[Image-grounded pointing data]
______________________________

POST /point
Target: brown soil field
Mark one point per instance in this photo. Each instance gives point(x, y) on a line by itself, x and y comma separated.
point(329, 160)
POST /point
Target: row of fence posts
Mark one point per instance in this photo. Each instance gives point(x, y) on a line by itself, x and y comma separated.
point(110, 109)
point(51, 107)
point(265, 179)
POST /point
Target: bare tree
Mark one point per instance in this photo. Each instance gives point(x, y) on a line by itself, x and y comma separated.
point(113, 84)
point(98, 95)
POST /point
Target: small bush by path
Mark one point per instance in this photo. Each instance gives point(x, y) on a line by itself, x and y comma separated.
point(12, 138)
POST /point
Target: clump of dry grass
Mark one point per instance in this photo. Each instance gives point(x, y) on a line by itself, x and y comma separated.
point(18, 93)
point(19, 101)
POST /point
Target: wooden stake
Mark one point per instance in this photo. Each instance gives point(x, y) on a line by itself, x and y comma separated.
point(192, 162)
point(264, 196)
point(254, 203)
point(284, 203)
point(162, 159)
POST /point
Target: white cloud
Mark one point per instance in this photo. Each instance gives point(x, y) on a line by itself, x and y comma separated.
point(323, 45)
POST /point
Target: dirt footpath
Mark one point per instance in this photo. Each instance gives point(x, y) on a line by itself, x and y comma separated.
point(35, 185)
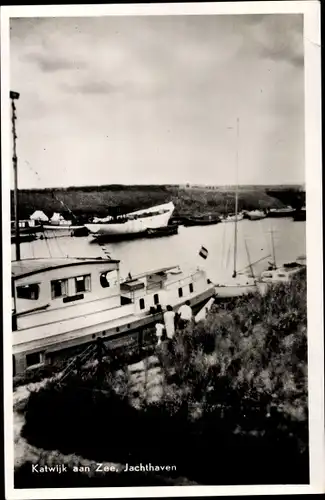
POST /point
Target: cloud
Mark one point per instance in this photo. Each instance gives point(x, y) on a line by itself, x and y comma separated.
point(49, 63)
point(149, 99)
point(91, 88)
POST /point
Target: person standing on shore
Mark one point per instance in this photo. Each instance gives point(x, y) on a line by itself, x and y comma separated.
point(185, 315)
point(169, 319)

______________________________

Prompt — We ask that the entries above be copied exactly, with the pictures omitted.

Result of the exercise —
POST /point
Target: brown soil field
Mark one point per instance in this photo. Each instance gives point(x, y) on a line by itself, x and y comma separated.
point(329, 160)
POST /point
Target: row of fence posts
Mark one point per instance in this photo. Each instance gives point(x, y) on a line by itself, x and y comma separated.
point(110, 109)
point(51, 107)
point(265, 179)
POST /point
Target: bare tree
Mark one point per instance in this photo. Each instance gives point(x, y) on a line by itself, x and y comma separated.
point(113, 84)
point(98, 95)
POST /point
Target: small bush by path
Mark one point per instance in this photo. Each instance gives point(x, y) on a line by itself, x and y comma separated.
point(12, 138)
POST /point
Target: clump of dry grass
Mark one point per instance in this photo. Each instance gives point(x, y) on a line by itself, x and y comma separated.
point(18, 93)
point(19, 101)
POST /point
Target: wooden stake
Mark one point per instance in this photo. Each instance gives point(x, y) on a line by itself, x and y comma separated.
point(192, 162)
point(264, 196)
point(254, 203)
point(284, 203)
point(162, 159)
POST /point
Target: white cloud
Mark one point per instance in this photo. Each instance gives point(x, y) on a line by itself, x and y comma separated.
point(323, 45)
POST /point
Target: dirt footpath
Mark one point per instance in this photo. Each instance gives point(x, y) on a line by itself, x and y comma separated.
point(35, 185)
POST /point
Target: cloud
Mark one point per instance in this photo. Each instance gives point(x, y) on a line by itself, x and y comma separated.
point(49, 63)
point(149, 99)
point(91, 88)
POST /point
Target: person standing on shore
Mark one point per instance in this photo. Each instance gives point(x, y) on a line by itself, x and y comma separated.
point(185, 315)
point(169, 319)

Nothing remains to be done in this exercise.